## TEXTO DE LEITURA
++++
Coringas - As Muitas Faces do Personagem - Claudio Siqueira

Adaptações para o cinema, videogame, animação ou série costumam ser muito criticadas e meu saudoso professor de Teoria Literária, Ivo Lucchesi, certa aula me disse que uma adaptação só é melhor do que o livro se o livro for muito ruim.

Essa aversão à versão é justa já que muitas das adaptações ocorriam de forma tímida tornando-se uma pálida versão do original. Isso se deve ao fato de que a tradução das obras literárias e quadrinhísticas (os formatos de mídia escrita) para o audiovisual visa angariar um grande público em contrapartida do restrito, porém cativo, da mídia impressa.

A Transmídia, que já era utilizada antes mesmo de ter sido concebida por Henry Jenkins agora é criada em profusão. O presente artigo pretende mostrar as diversas versões do personagem Coringa, das HQs de Batman, da DC Comics, para as telonas e exemplos de animações e games, além de revelar a eminência parda responsável por sua criação, um personagem de Victor Hugo.

Este artigo é em memória de Denny O'Neil, criador do vilão Ra's al Ghul, que originou a consagrada trilogia de Christopher Nolan, falecido dia 11 de junho deste ano.


Joaquin Phoenix levou o Oscar por seu pavoroso Coringa ( por pavoroso, me refiro tanto ao filme quanto ao personagem que intitula a trama) e quando digo "pavoroso", estou elogiando. Dentre os muitos coringas que estrelaram na tela, tivemos um hiato de 22 anos entre o pândego e inocente bozo maléfico de Cesar Romero (da série televisiva sessentista recheada de onomatopeias) até o icônico gângster gótico de Tim Burton, vestido pelo não menos icônico Jack Nicholson. Curiosamente, 22 era o número atribuído à carta do Louco, no Tarô.

Outro hiato e eis que surge o assustador Coringa de Heath Ledger e, pouco depois, a mais criticada versão, vivida por Jared Leto; e mais duas (de Roger Stoneburner e Cameron Monaghan), que passaram praticamente despercebidas, salvo pelos que assistiram as séries Mulher Gato e Gotham. O fato é que Ledger não chegou a curtir os louros da vitória em vida, já que demorou para se despir do Exu brabo que encarnou, além de sua versão do Coringa ter sido rapidamente “substituída” pela atuação cristalina de Phoenix.
++++
[Registros de anotação de contornos]
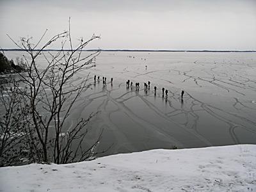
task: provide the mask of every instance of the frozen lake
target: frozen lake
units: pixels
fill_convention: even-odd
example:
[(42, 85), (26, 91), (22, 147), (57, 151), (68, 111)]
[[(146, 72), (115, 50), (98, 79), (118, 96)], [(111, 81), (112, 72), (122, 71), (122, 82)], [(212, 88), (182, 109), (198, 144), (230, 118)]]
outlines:
[[(15, 59), (22, 52), (5, 54)], [(42, 58), (38, 62), (43, 67)], [(99, 111), (88, 124), (88, 141), (103, 129), (98, 150), (111, 147), (100, 156), (173, 145), (256, 144), (255, 53), (102, 52), (96, 67), (81, 77), (89, 72), (92, 89), (77, 100), (67, 126)], [(99, 82), (93, 83), (94, 75)], [(139, 82), (140, 90), (127, 88), (127, 79)]]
++++
## TAREFA PROPOSTA A
No texto sobre o Coringa, que número era atribuído à carta do Louco no Tarô?
## TAREFA PROPOSTA B
Escreva de novo, sem mudar nada, todas as linhas dos registros de anotação de contornos, deixando as imagens de fora.
O texto e os registros não têm nenhuma relação entre si.

## RESPOSTA ESCRITA A
22

## RESPOSTA ESCRITA B
task: provide the mask of every instance of the frozen lake
target: frozen lake
units: pixels
fill_convention: even-odd
example:
[(42, 85), (26, 91), (22, 147), (57, 151), (68, 111)]
[[(146, 72), (115, 50), (98, 79), (118, 96)], [(111, 81), (112, 72), (122, 71), (122, 82)], [(212, 88), (182, 109), (198, 144), (230, 118)]]
outlines:
[[(15, 59), (22, 52), (5, 54)], [(42, 58), (38, 62), (43, 67)], [(99, 111), (88, 124), (88, 141), (103, 129), (98, 150), (111, 147), (100, 156), (173, 145), (256, 144), (255, 53), (102, 52), (96, 67), (81, 77), (89, 72), (92, 89), (77, 100), (67, 126)], [(99, 82), (93, 83), (94, 75)], [(139, 82), (140, 90), (127, 88), (127, 79)]]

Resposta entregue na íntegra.